Goal of the exercise –
Transcribe the full listing without changing a word, and omit its pictures.

- - -

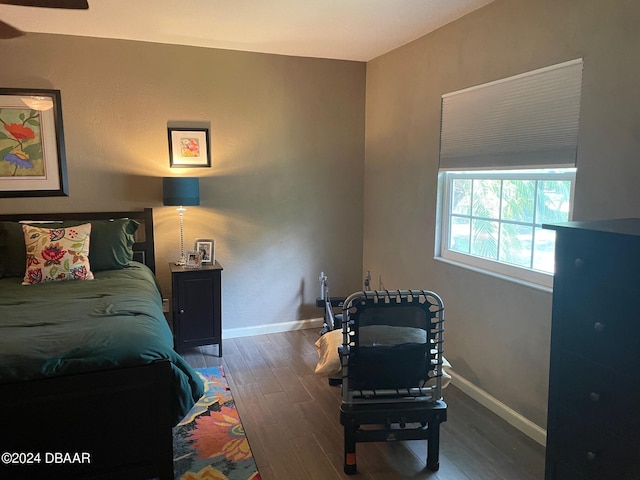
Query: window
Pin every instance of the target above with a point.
(493, 219)
(507, 165)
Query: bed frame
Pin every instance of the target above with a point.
(100, 425)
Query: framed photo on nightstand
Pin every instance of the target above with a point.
(194, 260)
(207, 249)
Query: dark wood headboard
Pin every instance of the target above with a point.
(143, 248)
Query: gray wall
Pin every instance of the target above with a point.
(283, 199)
(497, 333)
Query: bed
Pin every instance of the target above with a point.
(90, 386)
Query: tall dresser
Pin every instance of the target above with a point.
(593, 428)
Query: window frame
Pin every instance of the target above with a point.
(512, 272)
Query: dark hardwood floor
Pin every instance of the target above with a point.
(291, 418)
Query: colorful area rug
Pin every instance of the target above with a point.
(209, 443)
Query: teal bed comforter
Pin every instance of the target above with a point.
(70, 327)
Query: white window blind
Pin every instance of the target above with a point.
(525, 121)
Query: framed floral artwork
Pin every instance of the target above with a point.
(32, 152)
(189, 147)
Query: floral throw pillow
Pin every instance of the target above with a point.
(55, 254)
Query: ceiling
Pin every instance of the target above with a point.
(339, 29)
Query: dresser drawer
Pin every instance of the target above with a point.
(596, 453)
(607, 257)
(601, 324)
(600, 394)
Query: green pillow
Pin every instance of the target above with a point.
(110, 247)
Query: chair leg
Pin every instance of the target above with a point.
(433, 446)
(350, 428)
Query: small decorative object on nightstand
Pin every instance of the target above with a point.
(197, 306)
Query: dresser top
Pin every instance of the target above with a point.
(624, 226)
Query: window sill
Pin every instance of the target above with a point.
(507, 278)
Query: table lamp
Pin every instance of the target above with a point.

- - -

Solution to this task –
Query: window
Pin every instance of the target above with a point.
(493, 219)
(507, 165)
Query: bed frame
Pin every instance of the target above with a point.
(100, 425)
Query: framed photo on nightstand
Pin every instance of the target above with a point.
(194, 260)
(207, 249)
Query: dark wood headboard
Pin every instance of the target above with a point.
(143, 248)
Query: gray wall
Pin every instance of the target above with a point.
(283, 199)
(497, 333)
Query: bed
Pin every instance of the target above with a point.
(90, 386)
Query: tall dresser
Pin every instance of the target above with a point.
(593, 428)
Query: window frame
Pin every instance of the target above with a point.
(512, 272)
Query: dark hardwood floor
Pin every instance of the target above with a point.
(291, 418)
Query: colorful area rug
Pin every instance of the target above with a point.
(209, 443)
Query: teal bed comforter
Pin every instance of the target above with a point.
(70, 327)
Query: white window blind
Pin every instance of the target above with a point.
(525, 121)
Query: framed floral artwork
Pin every instance of the target above with a point.
(32, 152)
(189, 147)
Query: floral throw pillow
Pin every instance of the target above with a point.
(55, 254)
Query: ceiling
Pin every instance of the target above with a point.
(339, 29)
Query: dresser drawer
Pin every instance of the target above with a point.
(596, 453)
(607, 257)
(601, 324)
(600, 394)
Query: green pillow
Pin every instance of the target above with a point.
(110, 247)
Query: chair leg
Pin every instance of the target above with a point.
(433, 446)
(350, 428)
Query: small decorative object on nightstand
Pin every instance of the target above with a point.
(197, 306)
Query: dresser top
Pin every instance of the target above with a point.
(624, 226)
Query: window sill
Pin every instance of the target above with a point.
(507, 278)
Query: table lamp
Pin every instance of the target above with a point.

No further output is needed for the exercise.